### [Document section]
I am NOT the most experienced Sonar/Melodyne user on this forum, but I think I can give you some small bit of guidance anyway...
Another tool that also comes with X3 might be far more appropriate for what you have in mind if you're a keyboard player. It's called
Strum Acoustic Session.
What you describe could likely be done with Melodyne Editor. I'm considering it myself and I'm about to start asking questions here and on the Celemony forum to determine whether or not it's something I need-need or just think I need... if you know what I mean.
My understanding, so far, is that yes, you could take a single sampled chord and manipulate it with Melodyne to patch together a song. BUT (and you'll note the all-caps BIG but) speaking from the POV of a guitar player, I doubt it'll bear much resemblance to a real guitar. One of the things experienced guitar players can do is listen to chords played in the first position of an acoustic guitar hear which chord shapes are being played. If every shape is a C shape, but pushed up or down, it'll just sound weird. Even piano samples, where one would half-expect your method to work best, would sound off because each note on a piano is sampled from the actual string that plays that note on the piano. It's possible that only a guitar player would notice the difference (as a keyboard player might notice in regards to a piano) but I think anyone who listens to acoustic guitar music much at all would know something wasn't quite right.

### [Work to complete]
#1 Revise the forum post on Melodyne from "What you describe" up to and including "what I mean.", substituting "Melodyne Studio" for "Melodyne Editor".
#2 Extend the forum post on Melodyne and guitar chord samples beyond its final sentence.

Entries from a pointing dataset

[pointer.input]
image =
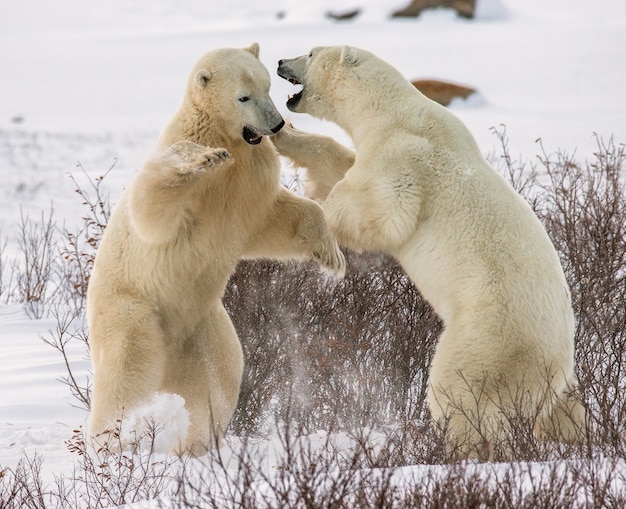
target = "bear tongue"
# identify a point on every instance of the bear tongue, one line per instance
(251, 136)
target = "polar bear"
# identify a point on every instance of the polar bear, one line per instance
(418, 188)
(208, 197)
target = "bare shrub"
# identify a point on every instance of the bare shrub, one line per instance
(39, 268)
(71, 327)
(79, 251)
(346, 353)
(108, 476)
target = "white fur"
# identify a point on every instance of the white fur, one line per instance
(418, 188)
(155, 314)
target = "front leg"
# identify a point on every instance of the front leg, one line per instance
(325, 160)
(169, 186)
(296, 229)
(374, 212)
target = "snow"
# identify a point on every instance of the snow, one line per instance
(91, 84)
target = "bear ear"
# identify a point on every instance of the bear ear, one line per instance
(349, 55)
(202, 78)
(254, 49)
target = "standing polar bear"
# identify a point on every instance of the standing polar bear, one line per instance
(419, 189)
(210, 196)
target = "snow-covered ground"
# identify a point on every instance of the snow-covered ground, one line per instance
(92, 83)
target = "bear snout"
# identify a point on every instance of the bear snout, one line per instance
(278, 127)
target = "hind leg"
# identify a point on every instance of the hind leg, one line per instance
(207, 374)
(128, 357)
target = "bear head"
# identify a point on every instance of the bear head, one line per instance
(232, 86)
(328, 76)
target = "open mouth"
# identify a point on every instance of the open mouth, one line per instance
(293, 100)
(251, 136)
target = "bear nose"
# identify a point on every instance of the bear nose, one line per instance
(278, 127)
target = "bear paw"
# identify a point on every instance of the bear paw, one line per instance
(212, 158)
(330, 257)
(187, 158)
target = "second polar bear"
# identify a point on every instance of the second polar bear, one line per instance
(209, 196)
(419, 189)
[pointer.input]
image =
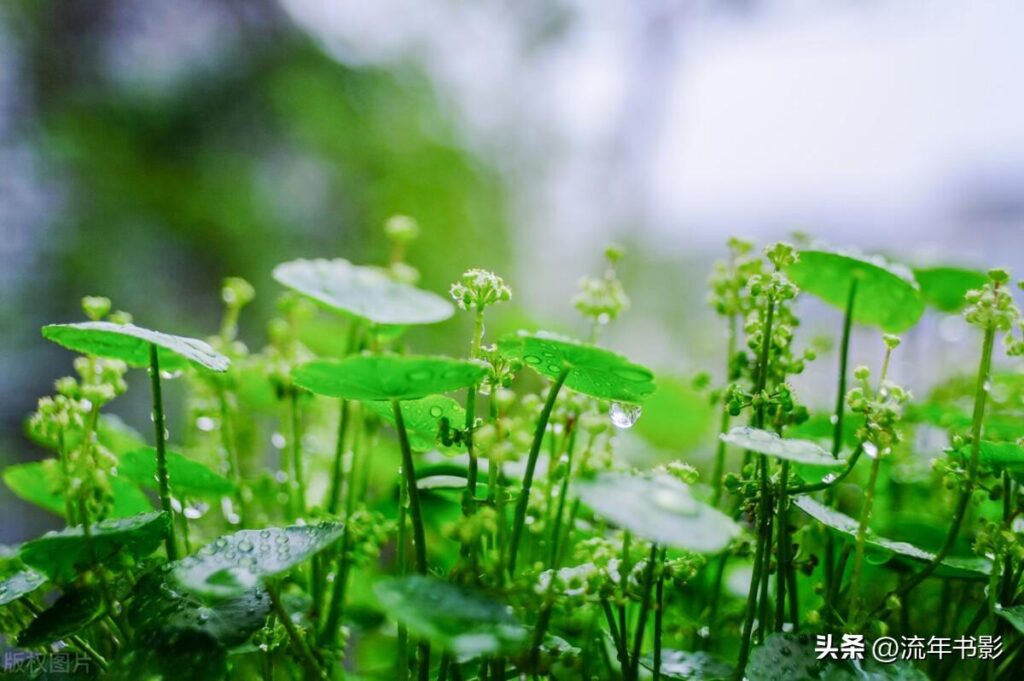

### [In response]
#1
What you describe could likely be done with Melodyne Studio. I'm considering it myself and I'm about to start asking questions here and on the Celemony forum to determine whether or not it's something I need-need or just think I need... if you know what I mean.

#2
So, bottom line, in your position, I'd still upgrade to X3, but not necessarily for the Melodyne Essential plugin and Editor upgrade (and they've extended that sweet half-off deal for the upgrade from Essential to Editor which is why I'm looking for a reason to buy it myself).
For the purpose you've described, I'd upgrade to X3 to get Strum. And the version of Strum you get with X3 isn't a striped-down version, either. It's the real deal.
And before you ask, no, I haven't actually used Strum. Being a guitarist, I prefer to stumble through my own guitar parts and I haven't yet found a need to bolster a guitar part with Strum, although I won't discount that as a possibility yet.
At this point, I don't really know enough about Melodyne Editor to say one way or the other if it's so much different from Essential to make it worth having, but as I said, I'll be researching that very question over the next couple of weeks. I hope you'll come and ask some of your own questions if I can get a thread going on all this.
Hope that helps.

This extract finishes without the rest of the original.